### Records provided
..........
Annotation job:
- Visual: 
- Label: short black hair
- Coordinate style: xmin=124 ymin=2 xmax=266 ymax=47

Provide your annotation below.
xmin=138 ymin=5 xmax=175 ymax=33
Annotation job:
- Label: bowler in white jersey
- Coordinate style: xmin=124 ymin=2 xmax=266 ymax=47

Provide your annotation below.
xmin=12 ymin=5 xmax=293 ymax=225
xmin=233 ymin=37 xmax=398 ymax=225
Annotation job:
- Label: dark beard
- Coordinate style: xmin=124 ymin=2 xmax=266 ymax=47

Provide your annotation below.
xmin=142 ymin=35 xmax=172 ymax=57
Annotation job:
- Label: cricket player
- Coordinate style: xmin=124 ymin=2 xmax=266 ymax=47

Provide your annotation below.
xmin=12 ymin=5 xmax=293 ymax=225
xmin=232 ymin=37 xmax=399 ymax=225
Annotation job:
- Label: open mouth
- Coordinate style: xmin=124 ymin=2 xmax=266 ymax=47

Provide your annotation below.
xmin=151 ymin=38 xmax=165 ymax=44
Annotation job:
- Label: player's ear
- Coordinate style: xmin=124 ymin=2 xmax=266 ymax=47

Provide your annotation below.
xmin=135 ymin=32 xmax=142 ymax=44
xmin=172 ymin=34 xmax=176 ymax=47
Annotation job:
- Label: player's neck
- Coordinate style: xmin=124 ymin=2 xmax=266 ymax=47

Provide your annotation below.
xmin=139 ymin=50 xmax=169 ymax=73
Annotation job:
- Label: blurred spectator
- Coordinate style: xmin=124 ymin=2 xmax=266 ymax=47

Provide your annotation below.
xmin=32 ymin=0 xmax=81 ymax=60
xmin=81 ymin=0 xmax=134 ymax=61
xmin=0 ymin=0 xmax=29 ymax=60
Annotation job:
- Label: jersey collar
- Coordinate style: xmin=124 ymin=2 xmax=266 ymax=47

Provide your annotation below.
..........
### Problem
Present every nonblank line of the rows above as a Markdown table with two columns, No. and Text, numbering the lines in order.

### Result for this exercise
| No. | Text |
|---|---|
| 1 | Annotation job: |
| 2 | - Visual:  |
| 3 | - Label: short black hair |
| 4 | - Coordinate style: xmin=124 ymin=2 xmax=266 ymax=47 |
| 5 | Provide your annotation below. |
| 6 | xmin=138 ymin=5 xmax=175 ymax=33 |
| 7 | Annotation job: |
| 8 | - Label: bowler in white jersey |
| 9 | - Coordinate style: xmin=124 ymin=2 xmax=266 ymax=47 |
| 10 | Provide your annotation below. |
| 11 | xmin=12 ymin=5 xmax=293 ymax=225 |
| 12 | xmin=233 ymin=37 xmax=398 ymax=225 |
| 13 | Annotation job: |
| 14 | - Label: dark beard |
| 15 | - Coordinate style: xmin=124 ymin=2 xmax=266 ymax=47 |
| 16 | Provide your annotation below. |
| 17 | xmin=142 ymin=35 xmax=172 ymax=57 |
| 18 | Annotation job: |
| 19 | - Label: cricket player |
| 20 | - Coordinate style: xmin=124 ymin=2 xmax=266 ymax=47 |
| 21 | Provide your annotation below. |
| 22 | xmin=12 ymin=5 xmax=293 ymax=225 |
| 23 | xmin=232 ymin=37 xmax=399 ymax=225 |
| 24 | Annotation job: |
| 25 | - Label: open mouth |
| 26 | - Coordinate style: xmin=124 ymin=2 xmax=266 ymax=47 |
| 27 | Provide your annotation below. |
| 28 | xmin=151 ymin=38 xmax=165 ymax=44 |
| 29 | Annotation job: |
| 30 | - Label: player's ear |
| 31 | - Coordinate style: xmin=124 ymin=2 xmax=266 ymax=47 |
| 32 | Provide your annotation below. |
| 33 | xmin=135 ymin=32 xmax=142 ymax=44 |
| 34 | xmin=172 ymin=34 xmax=176 ymax=47 |
| 35 | Annotation job: |
| 36 | - Label: player's neck |
| 37 | - Coordinate style: xmin=124 ymin=2 xmax=266 ymax=47 |
| 38 | Provide your annotation below. |
| 39 | xmin=139 ymin=50 xmax=169 ymax=73 |
| 40 | Annotation job: |
| 41 | - Label: blurred spectator |
| 42 | - Coordinate style: xmin=124 ymin=2 xmax=266 ymax=47 |
| 43 | Provide your annotation below. |
| 44 | xmin=32 ymin=0 xmax=81 ymax=60 |
| 45 | xmin=81 ymin=0 xmax=134 ymax=61 |
| 46 | xmin=0 ymin=0 xmax=29 ymax=60 |
| 47 | Annotation job: |
| 48 | - Label: jersey collar |
| 49 | - Coordinate style: xmin=124 ymin=2 xmax=266 ymax=47 |
| 50 | Provide your annotation below. |